_What to work on_: Show, in full, each line of the data that contains "white".

(Records from a data collection)
+---+

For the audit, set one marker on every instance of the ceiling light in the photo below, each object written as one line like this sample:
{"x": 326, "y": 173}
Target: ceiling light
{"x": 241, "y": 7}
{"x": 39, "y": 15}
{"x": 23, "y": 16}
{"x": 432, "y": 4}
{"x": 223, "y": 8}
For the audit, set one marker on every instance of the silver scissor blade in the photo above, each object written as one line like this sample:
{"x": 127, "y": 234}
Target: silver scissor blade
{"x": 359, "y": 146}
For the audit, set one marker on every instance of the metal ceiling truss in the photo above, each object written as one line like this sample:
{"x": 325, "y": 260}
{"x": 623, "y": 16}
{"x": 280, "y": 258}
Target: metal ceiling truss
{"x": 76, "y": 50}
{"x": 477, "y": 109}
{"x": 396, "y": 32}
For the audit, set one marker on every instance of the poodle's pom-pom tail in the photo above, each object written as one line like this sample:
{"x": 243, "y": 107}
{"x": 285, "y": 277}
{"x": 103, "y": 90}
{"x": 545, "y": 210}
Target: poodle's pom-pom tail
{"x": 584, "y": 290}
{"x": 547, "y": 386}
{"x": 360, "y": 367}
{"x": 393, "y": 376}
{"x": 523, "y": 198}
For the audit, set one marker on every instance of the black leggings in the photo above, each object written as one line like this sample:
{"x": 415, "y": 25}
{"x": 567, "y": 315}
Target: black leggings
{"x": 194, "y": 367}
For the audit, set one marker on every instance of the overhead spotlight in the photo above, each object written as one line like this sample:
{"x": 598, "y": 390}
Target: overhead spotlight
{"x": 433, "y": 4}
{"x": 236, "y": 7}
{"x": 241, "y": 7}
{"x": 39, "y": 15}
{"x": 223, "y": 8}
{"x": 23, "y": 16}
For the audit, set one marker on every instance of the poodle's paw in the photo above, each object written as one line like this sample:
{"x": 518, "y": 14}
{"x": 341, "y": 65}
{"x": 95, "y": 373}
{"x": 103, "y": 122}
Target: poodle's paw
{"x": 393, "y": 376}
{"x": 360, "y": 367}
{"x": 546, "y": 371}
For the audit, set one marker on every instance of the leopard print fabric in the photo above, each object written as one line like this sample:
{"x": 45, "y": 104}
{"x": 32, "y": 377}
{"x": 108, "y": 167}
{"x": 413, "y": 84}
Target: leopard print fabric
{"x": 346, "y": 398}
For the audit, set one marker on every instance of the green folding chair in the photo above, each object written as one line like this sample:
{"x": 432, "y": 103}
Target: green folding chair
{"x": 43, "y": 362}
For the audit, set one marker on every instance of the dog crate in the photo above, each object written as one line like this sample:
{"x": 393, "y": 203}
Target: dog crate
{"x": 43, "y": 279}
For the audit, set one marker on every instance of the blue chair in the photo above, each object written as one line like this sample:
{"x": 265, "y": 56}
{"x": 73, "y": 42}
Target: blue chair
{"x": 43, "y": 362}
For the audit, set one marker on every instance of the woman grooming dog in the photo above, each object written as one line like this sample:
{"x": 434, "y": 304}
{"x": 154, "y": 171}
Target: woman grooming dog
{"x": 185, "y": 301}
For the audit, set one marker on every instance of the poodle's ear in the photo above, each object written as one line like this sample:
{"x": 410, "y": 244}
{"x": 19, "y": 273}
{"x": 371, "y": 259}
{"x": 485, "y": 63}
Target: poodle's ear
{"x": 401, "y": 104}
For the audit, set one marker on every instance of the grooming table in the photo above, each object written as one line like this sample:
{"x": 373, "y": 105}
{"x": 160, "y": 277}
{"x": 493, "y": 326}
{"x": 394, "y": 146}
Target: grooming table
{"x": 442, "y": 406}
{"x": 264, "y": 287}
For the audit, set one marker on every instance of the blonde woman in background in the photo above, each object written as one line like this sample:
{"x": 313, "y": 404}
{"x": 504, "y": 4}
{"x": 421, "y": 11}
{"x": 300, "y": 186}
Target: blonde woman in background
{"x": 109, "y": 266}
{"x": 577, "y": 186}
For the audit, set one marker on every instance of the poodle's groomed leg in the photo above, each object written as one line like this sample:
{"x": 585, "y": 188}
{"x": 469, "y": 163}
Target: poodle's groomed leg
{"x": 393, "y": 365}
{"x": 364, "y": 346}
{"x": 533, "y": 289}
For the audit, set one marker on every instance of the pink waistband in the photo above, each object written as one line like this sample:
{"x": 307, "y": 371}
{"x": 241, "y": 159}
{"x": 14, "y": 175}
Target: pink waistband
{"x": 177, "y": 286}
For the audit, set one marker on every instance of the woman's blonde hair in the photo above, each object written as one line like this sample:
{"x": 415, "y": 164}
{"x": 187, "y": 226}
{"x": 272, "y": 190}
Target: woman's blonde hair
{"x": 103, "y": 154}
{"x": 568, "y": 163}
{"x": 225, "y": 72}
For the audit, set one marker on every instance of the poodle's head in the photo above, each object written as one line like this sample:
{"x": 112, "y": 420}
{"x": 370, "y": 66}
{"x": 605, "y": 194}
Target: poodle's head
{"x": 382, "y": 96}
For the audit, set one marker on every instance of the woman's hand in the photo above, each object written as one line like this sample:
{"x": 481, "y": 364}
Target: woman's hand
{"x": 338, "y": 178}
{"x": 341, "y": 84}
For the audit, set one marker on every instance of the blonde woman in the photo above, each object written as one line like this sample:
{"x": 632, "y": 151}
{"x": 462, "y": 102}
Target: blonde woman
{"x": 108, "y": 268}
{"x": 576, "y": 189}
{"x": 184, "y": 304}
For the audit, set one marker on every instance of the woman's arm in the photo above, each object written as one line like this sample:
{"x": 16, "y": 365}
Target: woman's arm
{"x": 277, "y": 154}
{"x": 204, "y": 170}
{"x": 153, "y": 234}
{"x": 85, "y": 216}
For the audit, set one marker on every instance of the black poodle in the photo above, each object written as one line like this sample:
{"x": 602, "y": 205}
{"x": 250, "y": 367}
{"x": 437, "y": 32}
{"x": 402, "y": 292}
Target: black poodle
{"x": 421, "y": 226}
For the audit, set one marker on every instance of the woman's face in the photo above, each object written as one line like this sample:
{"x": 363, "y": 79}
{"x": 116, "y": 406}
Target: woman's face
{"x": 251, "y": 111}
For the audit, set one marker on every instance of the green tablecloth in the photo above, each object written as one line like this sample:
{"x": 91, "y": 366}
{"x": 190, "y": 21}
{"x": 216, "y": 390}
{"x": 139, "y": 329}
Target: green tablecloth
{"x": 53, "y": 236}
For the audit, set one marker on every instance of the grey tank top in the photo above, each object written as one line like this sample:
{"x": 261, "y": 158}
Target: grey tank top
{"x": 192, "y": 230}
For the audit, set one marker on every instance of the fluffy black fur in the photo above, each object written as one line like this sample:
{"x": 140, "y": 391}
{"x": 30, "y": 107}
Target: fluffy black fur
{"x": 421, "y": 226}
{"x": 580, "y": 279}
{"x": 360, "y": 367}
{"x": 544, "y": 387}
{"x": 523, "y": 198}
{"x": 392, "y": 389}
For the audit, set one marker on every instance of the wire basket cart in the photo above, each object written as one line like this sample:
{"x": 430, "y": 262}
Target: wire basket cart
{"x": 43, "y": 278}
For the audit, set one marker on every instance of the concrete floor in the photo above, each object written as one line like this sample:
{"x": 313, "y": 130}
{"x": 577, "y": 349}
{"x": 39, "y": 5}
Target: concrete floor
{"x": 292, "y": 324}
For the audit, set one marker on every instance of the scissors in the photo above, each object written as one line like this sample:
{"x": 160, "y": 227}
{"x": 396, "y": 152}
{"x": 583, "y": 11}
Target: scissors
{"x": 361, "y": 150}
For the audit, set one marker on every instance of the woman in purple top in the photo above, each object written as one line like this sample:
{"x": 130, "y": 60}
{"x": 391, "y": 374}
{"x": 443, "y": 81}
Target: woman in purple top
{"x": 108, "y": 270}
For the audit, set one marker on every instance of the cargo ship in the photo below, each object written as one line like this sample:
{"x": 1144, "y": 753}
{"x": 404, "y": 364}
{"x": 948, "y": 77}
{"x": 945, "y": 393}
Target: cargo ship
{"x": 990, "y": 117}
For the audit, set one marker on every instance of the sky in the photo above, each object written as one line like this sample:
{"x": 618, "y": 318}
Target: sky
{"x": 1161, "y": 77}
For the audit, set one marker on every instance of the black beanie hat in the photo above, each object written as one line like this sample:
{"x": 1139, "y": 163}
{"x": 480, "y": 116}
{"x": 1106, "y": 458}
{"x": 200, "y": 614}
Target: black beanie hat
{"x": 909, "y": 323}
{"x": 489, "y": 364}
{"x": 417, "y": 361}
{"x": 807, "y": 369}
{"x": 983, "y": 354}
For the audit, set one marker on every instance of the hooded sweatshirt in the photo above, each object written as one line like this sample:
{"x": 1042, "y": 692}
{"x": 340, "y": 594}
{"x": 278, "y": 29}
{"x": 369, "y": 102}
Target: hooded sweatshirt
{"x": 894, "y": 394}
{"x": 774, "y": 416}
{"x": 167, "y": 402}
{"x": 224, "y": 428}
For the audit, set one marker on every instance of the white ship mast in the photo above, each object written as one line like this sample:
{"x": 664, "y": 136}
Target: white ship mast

+---+

_Answer_:
For the audit, set one marker on every instance of the white ship mast in the photo above, each object written as one line like this sample:
Target: white ship mast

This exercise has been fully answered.